WHAT YOU ARE ASKED TO DO -> Find "the stone wall" in the data, then restate the line it sits in and every later line word for word, ending with the last line.

PROVIDED MATERIAL ->
— START —

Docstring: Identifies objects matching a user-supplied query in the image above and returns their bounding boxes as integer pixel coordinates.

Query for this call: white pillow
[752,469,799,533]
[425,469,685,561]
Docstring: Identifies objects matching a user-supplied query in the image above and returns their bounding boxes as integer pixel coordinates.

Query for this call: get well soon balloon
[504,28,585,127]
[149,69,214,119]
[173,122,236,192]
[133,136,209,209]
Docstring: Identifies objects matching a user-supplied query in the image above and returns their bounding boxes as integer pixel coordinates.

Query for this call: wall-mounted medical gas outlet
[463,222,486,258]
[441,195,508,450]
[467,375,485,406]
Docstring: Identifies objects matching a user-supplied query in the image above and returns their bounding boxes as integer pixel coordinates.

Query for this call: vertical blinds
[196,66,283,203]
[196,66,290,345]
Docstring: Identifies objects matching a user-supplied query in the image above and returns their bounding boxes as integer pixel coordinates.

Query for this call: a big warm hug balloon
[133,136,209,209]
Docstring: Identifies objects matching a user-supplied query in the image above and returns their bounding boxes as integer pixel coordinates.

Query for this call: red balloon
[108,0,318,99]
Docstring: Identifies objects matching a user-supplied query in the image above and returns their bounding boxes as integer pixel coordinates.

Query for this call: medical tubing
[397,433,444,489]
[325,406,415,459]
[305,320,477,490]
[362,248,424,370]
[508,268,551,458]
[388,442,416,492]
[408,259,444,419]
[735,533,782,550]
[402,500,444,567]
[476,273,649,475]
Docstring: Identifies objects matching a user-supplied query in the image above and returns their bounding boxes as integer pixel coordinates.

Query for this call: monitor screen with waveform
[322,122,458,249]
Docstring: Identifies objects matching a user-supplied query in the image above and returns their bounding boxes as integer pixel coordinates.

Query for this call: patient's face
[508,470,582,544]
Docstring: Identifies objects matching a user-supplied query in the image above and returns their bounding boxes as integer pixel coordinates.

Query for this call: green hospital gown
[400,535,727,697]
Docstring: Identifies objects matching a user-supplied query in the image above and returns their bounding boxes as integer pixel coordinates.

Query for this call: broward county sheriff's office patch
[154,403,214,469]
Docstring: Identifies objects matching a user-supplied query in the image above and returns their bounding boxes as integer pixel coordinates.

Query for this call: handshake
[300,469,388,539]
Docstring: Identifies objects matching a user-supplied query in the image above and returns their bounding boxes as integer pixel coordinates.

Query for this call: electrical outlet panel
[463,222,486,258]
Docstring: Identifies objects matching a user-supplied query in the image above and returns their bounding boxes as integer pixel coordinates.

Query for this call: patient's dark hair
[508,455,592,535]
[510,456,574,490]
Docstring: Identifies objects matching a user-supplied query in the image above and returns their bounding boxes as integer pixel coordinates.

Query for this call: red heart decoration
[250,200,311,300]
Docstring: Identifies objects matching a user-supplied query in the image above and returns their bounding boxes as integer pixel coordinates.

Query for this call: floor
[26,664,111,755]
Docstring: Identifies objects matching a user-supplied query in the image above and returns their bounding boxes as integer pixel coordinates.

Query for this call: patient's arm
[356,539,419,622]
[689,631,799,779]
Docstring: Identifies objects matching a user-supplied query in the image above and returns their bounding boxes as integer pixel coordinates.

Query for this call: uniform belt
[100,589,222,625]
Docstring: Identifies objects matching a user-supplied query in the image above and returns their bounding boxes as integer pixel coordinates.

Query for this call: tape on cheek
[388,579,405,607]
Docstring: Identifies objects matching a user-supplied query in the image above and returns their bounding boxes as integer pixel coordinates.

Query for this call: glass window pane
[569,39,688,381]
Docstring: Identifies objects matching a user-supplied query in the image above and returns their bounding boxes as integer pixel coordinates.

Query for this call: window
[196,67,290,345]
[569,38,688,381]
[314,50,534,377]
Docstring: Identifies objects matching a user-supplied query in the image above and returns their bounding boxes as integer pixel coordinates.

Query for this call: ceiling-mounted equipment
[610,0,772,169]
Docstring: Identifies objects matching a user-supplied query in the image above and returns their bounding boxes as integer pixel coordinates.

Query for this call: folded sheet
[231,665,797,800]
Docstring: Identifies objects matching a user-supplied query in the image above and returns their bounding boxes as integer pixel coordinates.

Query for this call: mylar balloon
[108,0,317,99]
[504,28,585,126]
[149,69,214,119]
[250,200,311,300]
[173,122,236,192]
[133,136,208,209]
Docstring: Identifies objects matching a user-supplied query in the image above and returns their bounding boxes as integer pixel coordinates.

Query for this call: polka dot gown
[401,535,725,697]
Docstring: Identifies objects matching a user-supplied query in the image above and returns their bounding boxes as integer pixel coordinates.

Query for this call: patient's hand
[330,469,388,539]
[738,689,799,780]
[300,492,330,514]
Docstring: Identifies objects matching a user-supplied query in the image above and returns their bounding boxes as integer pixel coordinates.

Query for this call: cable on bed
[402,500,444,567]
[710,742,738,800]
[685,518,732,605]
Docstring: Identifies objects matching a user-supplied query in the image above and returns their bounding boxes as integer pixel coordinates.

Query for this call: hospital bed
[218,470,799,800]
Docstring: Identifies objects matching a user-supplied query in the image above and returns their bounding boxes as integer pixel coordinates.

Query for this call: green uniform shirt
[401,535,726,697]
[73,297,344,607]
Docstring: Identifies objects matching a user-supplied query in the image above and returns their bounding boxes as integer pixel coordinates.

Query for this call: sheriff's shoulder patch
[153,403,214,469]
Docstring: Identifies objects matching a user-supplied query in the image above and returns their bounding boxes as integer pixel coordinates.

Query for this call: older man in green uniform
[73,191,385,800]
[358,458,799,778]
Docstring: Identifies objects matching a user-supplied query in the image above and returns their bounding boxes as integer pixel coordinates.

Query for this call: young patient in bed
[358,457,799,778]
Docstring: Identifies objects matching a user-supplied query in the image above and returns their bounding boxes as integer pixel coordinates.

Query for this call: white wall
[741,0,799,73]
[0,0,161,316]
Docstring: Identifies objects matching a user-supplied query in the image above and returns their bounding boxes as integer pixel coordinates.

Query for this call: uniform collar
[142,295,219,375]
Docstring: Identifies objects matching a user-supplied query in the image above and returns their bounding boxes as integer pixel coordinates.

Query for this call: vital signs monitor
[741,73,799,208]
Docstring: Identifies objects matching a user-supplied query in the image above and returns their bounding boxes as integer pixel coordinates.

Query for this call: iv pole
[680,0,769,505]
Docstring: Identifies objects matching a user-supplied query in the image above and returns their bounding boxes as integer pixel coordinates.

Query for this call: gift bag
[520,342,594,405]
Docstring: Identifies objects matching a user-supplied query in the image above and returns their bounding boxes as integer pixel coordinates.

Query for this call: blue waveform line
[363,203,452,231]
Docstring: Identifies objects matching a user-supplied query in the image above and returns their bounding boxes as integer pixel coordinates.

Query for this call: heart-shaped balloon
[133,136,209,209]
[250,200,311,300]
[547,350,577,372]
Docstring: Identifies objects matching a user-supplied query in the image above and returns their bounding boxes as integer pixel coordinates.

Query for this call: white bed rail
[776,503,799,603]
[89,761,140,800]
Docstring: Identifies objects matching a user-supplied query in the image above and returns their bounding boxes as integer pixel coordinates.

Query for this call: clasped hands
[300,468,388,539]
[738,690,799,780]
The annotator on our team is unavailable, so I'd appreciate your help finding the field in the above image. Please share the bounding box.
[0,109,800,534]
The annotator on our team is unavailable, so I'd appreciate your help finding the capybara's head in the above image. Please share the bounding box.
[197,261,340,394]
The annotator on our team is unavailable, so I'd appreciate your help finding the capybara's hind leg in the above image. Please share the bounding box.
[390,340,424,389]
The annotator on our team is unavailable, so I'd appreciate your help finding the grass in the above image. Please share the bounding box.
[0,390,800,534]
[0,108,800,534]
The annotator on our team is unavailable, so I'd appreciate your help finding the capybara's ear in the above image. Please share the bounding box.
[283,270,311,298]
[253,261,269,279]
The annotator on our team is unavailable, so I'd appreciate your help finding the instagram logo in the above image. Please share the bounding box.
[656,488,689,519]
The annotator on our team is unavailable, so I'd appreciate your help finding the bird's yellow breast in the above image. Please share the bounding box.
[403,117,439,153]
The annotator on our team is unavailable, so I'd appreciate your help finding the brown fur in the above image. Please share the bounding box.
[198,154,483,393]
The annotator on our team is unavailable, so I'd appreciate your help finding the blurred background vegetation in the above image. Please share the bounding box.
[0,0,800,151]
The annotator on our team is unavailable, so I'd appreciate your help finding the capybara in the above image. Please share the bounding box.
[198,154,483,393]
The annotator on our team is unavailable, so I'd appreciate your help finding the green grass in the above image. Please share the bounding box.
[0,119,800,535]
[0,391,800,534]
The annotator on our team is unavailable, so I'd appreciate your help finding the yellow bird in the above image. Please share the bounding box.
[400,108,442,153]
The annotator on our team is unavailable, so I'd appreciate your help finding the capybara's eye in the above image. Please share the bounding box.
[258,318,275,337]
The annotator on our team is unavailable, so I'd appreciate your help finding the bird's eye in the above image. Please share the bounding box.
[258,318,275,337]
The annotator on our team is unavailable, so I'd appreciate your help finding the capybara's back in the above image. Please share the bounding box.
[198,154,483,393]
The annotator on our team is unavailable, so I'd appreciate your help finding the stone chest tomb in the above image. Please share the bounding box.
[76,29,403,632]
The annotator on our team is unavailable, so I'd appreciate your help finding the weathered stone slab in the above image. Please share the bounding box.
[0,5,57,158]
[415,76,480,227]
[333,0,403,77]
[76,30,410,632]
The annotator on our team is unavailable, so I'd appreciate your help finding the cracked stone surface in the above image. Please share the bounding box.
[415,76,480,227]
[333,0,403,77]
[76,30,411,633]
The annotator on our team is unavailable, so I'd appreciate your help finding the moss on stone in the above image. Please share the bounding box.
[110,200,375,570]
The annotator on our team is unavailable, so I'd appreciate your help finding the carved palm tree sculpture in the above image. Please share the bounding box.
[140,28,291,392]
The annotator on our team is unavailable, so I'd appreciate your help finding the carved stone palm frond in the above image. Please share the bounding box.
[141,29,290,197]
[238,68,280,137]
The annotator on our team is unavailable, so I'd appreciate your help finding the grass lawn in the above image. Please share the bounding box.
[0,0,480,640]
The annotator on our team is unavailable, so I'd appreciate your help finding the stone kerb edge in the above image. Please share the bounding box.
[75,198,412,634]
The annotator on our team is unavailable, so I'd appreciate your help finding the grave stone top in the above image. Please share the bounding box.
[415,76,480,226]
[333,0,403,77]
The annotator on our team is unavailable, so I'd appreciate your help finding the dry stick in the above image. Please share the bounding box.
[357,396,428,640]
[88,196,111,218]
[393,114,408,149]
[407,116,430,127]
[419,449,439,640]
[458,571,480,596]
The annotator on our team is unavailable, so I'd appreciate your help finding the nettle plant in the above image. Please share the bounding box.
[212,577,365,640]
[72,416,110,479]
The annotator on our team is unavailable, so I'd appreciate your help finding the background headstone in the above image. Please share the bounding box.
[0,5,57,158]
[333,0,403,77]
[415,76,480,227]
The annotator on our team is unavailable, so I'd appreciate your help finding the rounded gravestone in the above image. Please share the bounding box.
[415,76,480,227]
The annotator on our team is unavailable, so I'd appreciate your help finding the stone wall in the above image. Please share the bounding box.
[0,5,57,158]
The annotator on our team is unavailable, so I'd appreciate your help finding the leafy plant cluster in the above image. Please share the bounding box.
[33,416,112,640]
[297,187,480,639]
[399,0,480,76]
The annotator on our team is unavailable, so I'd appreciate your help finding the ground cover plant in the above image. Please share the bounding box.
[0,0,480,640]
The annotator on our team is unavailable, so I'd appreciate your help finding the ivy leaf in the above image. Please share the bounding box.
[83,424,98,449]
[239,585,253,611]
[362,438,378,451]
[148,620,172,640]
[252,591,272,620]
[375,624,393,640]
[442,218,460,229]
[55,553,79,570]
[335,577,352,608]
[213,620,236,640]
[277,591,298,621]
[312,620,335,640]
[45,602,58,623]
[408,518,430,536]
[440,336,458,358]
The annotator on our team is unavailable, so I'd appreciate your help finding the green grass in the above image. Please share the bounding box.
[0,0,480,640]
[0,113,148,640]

— END —

EXERCISE RESULT ->
The annotator on our team is unavailable, so I'd appreciate your help finding the stone wall in the above image. Please share the bounding box.
[0,5,57,158]
The annotator on our team is unavailable, so I'd appreciate your help finding the leafy plant cluster in the above image. Please share the bounding box.
[33,416,112,640]
[297,187,480,639]
[399,0,480,76]
The annotator on our team is unavailable, so I'd appreciate your help finding the ground cover plant in the above image. Please share the bounding box.
[0,0,480,640]
The annotator on our team is unavailable, so I'd appreciate your help finding the ivy leaf in the above image. Please share the bounding box.
[83,424,98,449]
[239,585,253,611]
[362,438,378,451]
[148,620,172,640]
[252,591,272,620]
[375,624,393,640]
[442,218,460,229]
[55,553,79,570]
[335,577,352,608]
[213,620,236,640]
[277,591,298,621]
[312,620,335,640]
[45,602,58,623]
[408,518,430,536]
[440,336,458,358]
The annotator on our team is unavailable, so I'd appreciate your help finding the green grass in the above image. Please share the bounding box.
[0,0,480,640]
[0,113,148,640]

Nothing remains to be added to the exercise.